_Task to carry out_: Below are some records; write them all out again exactly.

[Stored items]
+---+

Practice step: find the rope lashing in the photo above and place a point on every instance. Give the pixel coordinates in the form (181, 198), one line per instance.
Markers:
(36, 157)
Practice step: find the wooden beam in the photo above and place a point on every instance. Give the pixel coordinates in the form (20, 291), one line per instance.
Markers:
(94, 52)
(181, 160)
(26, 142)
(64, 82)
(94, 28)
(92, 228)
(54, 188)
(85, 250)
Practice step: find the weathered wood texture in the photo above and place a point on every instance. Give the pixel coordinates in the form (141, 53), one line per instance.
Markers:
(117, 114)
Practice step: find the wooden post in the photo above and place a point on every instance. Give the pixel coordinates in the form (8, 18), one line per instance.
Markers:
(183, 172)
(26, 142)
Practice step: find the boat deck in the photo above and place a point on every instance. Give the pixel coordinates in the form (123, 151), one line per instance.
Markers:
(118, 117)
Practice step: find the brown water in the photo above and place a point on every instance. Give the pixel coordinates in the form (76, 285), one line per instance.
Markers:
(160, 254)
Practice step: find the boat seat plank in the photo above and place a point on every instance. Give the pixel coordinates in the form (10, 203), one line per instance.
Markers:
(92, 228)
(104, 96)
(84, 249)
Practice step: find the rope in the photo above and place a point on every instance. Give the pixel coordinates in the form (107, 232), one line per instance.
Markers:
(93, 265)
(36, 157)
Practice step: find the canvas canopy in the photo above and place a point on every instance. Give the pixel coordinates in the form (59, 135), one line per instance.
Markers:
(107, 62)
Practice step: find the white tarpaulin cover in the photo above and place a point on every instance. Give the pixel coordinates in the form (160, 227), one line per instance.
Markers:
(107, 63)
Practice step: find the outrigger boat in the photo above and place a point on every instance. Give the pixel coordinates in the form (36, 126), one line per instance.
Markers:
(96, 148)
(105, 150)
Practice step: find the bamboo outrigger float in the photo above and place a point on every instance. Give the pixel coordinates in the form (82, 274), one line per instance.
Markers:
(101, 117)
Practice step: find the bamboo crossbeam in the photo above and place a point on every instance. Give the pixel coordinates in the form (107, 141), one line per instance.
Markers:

+---+

_Your response_:
Practice step: find the rope lashing in the photo above and place a point on every instance. Give the pixel coordinates in the form (181, 198), one line per instance.
Markers:
(36, 157)
Practice step: find the wooden beam in the photo above and place a point on every instance. Give the pixel coordinates in the form (20, 291), one line per instance.
Markers:
(94, 52)
(181, 160)
(26, 142)
(64, 82)
(94, 28)
(92, 228)
(54, 188)
(85, 250)
Practice step: find the weathered wood texture in the photo above and place a point on every instance. Give the pixel coordinates in the form (141, 53), one line per instance.
Markers:
(117, 114)
Practice step: find the wooden post in the photo above and place a point on every instance. Give the pixel coordinates in the form (8, 18), one line per instance.
Markers:
(183, 172)
(26, 142)
Practice step: find the boat deck in the photo above and place a point on every instance. Give the pixel coordinates in the form (123, 151), one line per instance.
Markers:
(118, 117)
Practice step: find the brown water in the photo above and place a point on every instance. Give the pixel coordinates in the form (76, 285), one line per instance.
Markers:
(160, 254)
Practice step: find the boat seat plank in the photo above and place a point on every instance. Give the pixel coordinates in the form (10, 203), one line per instance.
Markers:
(92, 228)
(104, 96)
(84, 249)
Practice step: find the rope in the photo above and place a point on every instance. Give the pixel coordinates in the form (107, 232), one line per instance.
Markers:
(93, 265)
(36, 157)
Practice step: find the canvas canopy in the photo above and place a point on every instance. Give the pixel coordinates in the form (59, 135), one line per instance.
Markers:
(107, 62)
Practice step: find the white tarpaulin cover in the photo above and place a point on every instance. Give the pixel coordinates in the form (160, 227), one line per instance.
Markers:
(107, 63)
Practice step: find the outrigger boat in the photo above and place a point on every instance. Give the pixel coordinates in the form (36, 126), one line per instance.
Markers:
(96, 148)
(105, 150)
Practice step: find the bamboo outrigger float in the photo above and place a point on every instance. Give the pixel coordinates in the form (82, 274), one line per instance.
Markers:
(101, 117)
Practice step: find the bamboo crossbeam in the photo above and place a point on every instance. Give the pixel coordinates in the form (107, 141), one line per instance.
Markers:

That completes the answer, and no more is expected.